Model Assumptions
The model shown here is a model of carbon-dioxide in a static troposphere-like system, i.e., one could consider it a model of carbon dioxide diluted in a non-absorbent medium (for example nitrogen and oxygen) that has the average temperature and pressure profile of the mid-latitude troposphere. The scale height is taken as 8435 m, and the lapse rate is assumed to be 6.5 K/1000 meters. The pressure and temperature of each layer are taken as the pressure and temperature at the middle of that layer. The previous post explains these profiles in more detail. The model treats the earth as a blackbody at 288 K. The model shows the spectrum as it would be seen by an observer at a given altitude looking down at the earth; it is a model of upwelling radiation. The carbon dioxide spectrum is taken from the NIST Webbook. This model is intended to be simple and the results were obtained with a PC program.
Model Caveats and Weaknesses
The model only included carbon dioxide; it does not include other infrared absorbing species in the troposphere. The model only treats absorption and emission; it does not treat scattering and reflectance. The earth is treated as a blackbody at 288K instead of using the actual emission spectrum of the earth. The model uses a moderate-resolution spectrum of carbon dioxide, it would be better to use a high-resolution spectrum such as one from the HITRAN database. the model is static: it does not account for weather patterns, variation withing the troposphere, or geographical factors. The model also does not account for the fact that the earth is warming; it shows results assuming that the temperature profile of the earth does not change. In the future, I may improve this model by accounting for some of these factors (as indicated toward the end of this post), but at some point, it is more reasonable to use models that have already been developed.
Additionally, the model does not account for spectroscopic effects such as pressure broadening, Doppler broadening, or changes in the rotational distribution of the ground vibrational state with temperature. These spectroscopic effects are actually very important in quantitatively understanding how much energy the atmosphere absorbs.
Bear in mind the the point of this model is conceptual and that simplicity is easier to conceptualize.
Model Construction
I built the model on my home PC using Wavemeterics Igor Pro scientific graphing and data analysis program. The model runs in seconds depending on the number of layers used.
Pressure
Pressure is in atmospheres (atm) assuming that the pressure is 1 atm at the earth's surface. Pressure (P) is modeled as:
P = exp(-Z/H)
where Z is the altitude in meters of the middle of a layer and H is the scale height, 8435 m.
Temperature
Temperature (T) is in Kelvin (K) and modeled as:
T = 288 - 6.5*Z/1000
Absorbance
The absorptivity (α) is calculated from the NIST Webbook as explained in a previous post. The Absorbance is calculated as:
A = αCLP
L is the thickness of a layer in meters, C is the volumetric mixing ratio in parts-per million (ppm). The mixing ratio is held constant throughout the troposphere but it is scaled by the pressure (P) in atmospheres to account for the fact that there are fewer absorbers in the same volume at lower pressure.
Transmittance
The transmittance (τ) is calculated from the Beer-Lambert Law as:
τ = 10 - A
Note that the absorptivity was also calculated in log-based 10 units.

# [PROVIDED DATA]
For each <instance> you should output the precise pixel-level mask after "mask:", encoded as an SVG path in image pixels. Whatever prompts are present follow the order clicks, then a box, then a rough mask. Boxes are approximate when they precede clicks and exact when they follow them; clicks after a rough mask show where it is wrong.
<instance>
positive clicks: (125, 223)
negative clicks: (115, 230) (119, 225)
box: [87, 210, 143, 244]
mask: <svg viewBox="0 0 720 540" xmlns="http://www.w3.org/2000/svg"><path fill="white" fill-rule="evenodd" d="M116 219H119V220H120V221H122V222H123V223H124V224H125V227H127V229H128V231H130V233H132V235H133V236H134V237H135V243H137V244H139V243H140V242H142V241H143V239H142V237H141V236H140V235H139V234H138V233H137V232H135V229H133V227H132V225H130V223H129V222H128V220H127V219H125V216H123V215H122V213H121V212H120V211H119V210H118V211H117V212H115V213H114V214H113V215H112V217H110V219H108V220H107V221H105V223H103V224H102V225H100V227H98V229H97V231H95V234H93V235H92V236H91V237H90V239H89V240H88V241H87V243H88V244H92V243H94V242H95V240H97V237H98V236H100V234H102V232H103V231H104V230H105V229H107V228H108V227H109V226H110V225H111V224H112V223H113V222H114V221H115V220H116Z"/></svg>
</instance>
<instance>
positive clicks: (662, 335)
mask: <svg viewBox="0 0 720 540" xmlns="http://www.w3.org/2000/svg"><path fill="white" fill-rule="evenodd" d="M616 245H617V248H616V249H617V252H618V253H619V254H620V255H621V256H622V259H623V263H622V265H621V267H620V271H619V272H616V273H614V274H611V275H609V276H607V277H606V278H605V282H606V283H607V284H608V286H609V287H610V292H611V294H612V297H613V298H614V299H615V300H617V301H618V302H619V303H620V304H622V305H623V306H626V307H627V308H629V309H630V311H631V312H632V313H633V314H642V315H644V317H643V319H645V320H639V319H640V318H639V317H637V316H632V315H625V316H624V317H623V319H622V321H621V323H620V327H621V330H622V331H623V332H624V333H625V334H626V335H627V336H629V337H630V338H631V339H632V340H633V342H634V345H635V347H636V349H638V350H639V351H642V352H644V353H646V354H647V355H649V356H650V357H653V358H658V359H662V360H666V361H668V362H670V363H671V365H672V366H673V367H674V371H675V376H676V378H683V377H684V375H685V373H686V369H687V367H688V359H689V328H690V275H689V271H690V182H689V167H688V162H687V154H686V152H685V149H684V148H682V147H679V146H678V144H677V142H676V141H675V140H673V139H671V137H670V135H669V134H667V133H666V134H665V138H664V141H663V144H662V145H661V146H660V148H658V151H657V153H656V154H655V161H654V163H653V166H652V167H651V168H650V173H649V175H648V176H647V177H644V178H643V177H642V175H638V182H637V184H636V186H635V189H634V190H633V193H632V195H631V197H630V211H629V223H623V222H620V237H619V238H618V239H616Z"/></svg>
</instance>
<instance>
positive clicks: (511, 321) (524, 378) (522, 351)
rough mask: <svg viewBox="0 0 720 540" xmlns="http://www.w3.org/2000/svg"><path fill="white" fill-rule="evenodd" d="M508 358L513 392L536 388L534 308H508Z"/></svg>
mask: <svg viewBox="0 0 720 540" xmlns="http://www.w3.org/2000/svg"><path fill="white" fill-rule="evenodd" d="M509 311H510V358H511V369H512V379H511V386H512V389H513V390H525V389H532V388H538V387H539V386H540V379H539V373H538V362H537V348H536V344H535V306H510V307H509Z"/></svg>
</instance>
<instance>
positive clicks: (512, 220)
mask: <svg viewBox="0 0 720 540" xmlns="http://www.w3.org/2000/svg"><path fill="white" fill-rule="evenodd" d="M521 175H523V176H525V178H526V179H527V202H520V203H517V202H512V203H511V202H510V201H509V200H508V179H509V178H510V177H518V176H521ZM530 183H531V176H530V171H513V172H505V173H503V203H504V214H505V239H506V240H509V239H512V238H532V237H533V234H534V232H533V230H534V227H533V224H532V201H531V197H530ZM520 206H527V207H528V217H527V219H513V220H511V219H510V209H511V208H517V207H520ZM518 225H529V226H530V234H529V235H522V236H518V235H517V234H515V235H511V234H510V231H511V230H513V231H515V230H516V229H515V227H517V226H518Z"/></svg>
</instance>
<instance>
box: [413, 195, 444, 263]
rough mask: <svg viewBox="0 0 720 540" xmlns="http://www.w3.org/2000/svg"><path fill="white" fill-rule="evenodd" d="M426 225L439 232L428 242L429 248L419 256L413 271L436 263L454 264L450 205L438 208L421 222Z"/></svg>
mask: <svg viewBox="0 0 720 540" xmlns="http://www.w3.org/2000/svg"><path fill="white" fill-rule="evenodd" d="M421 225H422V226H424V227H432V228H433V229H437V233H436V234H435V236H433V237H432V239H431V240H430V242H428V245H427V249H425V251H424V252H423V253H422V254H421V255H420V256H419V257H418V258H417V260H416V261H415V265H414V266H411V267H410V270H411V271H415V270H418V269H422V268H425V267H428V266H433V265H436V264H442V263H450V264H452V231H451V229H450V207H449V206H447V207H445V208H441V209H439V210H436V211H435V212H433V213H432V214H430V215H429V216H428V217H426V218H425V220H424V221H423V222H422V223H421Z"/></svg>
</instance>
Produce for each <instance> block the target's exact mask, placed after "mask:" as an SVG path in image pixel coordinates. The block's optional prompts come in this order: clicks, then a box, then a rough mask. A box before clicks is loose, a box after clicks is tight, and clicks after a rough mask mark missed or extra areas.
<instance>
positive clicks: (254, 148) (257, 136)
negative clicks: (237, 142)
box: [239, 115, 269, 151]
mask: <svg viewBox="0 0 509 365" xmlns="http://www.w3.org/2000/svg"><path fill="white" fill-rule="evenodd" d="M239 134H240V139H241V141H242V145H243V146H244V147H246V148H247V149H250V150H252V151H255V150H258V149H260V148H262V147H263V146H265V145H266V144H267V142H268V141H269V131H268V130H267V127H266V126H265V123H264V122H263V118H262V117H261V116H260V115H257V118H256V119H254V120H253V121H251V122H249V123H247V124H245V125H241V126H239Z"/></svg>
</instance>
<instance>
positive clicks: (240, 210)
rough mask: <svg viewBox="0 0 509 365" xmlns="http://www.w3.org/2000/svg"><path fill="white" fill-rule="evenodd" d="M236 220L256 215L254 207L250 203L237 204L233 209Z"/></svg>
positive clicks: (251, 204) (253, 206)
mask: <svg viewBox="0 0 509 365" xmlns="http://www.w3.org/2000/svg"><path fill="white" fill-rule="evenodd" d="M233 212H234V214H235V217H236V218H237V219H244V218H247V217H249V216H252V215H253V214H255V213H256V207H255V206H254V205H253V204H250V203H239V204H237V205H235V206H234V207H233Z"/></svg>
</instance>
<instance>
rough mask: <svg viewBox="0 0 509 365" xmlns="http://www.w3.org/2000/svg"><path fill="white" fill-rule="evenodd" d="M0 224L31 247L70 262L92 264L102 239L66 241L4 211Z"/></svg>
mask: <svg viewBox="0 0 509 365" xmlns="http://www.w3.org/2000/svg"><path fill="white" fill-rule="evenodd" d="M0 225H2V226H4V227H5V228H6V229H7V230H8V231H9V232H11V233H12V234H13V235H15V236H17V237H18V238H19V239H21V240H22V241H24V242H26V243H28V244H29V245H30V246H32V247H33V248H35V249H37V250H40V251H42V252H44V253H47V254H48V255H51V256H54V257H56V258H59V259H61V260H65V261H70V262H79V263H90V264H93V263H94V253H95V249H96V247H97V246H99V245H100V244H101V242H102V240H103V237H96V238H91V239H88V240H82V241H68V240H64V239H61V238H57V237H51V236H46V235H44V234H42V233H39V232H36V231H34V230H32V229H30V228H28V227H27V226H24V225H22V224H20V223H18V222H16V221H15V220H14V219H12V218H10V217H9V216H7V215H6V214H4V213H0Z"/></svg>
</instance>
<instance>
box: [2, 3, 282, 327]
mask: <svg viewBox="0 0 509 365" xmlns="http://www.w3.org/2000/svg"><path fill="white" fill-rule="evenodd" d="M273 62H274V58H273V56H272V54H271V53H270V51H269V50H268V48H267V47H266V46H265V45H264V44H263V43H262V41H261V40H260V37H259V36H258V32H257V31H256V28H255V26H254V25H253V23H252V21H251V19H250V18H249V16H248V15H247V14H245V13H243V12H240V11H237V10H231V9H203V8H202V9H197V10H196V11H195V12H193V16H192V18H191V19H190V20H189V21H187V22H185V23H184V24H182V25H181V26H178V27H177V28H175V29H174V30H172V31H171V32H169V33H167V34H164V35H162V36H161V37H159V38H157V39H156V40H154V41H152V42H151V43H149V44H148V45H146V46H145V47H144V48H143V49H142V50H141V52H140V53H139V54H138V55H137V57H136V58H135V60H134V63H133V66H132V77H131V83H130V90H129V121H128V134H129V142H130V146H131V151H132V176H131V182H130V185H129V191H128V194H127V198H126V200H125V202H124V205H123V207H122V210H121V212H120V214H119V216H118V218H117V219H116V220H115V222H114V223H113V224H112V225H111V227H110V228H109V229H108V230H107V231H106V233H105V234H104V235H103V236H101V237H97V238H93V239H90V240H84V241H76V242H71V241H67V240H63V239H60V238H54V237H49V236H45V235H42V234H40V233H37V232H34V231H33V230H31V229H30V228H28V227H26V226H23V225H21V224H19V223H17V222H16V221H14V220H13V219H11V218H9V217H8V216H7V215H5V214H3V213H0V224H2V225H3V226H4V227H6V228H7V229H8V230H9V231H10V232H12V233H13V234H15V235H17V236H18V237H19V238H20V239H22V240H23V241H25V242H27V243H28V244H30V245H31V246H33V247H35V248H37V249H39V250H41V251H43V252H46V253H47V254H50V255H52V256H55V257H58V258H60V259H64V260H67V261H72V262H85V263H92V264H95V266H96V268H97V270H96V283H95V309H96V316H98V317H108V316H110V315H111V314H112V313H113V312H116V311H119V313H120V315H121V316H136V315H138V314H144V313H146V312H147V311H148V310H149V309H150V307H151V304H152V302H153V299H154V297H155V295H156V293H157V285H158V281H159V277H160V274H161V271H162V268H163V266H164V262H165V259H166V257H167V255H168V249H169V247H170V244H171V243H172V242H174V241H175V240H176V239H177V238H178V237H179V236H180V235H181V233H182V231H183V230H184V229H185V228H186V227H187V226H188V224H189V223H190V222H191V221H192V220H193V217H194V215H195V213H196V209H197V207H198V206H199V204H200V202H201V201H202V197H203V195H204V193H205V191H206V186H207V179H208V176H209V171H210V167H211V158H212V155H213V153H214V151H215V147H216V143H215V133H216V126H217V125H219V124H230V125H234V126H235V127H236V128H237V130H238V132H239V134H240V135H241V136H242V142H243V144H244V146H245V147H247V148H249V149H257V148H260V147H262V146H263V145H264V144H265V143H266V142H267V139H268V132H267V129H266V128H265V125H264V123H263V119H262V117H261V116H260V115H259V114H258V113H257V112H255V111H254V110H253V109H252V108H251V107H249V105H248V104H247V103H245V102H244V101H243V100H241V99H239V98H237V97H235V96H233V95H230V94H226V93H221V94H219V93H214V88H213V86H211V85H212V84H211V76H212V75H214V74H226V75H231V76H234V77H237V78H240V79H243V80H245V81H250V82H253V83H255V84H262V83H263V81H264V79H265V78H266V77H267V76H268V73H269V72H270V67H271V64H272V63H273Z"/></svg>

# [WHAT YOU WILL DO]
1 - Which spectroscopic effects does the carbon dioxide model text say the model does not account for?
2 - Rewrite the paragraph of the carbon dioxide model text that begins "The model only included carbon dioxide" as a short bulleted list, keeping its main facts.
3 - Do these statements agree with the carbon dioxide model text? (a) The scale height used is 8435 m. (b) The model uses a high-resolution carbon dioxide spectrum from the HITRAN database. (c) The model runs in seconds, depending on the number of layers.
The entries above come from a different source than the carbon dioxide model text.

# [ANSWERS PER TASK]
1 -
- Pressure broadening
- Doppler broadening
- Changes in the rotational distribution of the ground vibrational state with temperature

2 -
- Only carbon dioxide is included, not other infrared-absorbing species in the troposphere.
- Only absorption and emission are treated, not scattering or reflectance.
- The earth is a blackbody at 288 K rather than having its actual emission spectrum.
- A moderate-resolution carbon dioxide spectrum is used. A high-resolution one, such as from the HITRAN database, would be better.
- The model is static, ignoring weather patterns, variation within the troposphere and geographical factors.
- Warming is ignored, and the earth's temperature profile is assumed not to change.
- Some of these factors may be addressed later, but at some point existing models are more reasonable to use.

3 -
(a) Yes: "The scale height is taken as 8435 m"
(b) No: "The model uses a moderate-resolution spectrum of carbon dioxide"
(c) Yes: "The model runs in seconds depending on the number of layers used."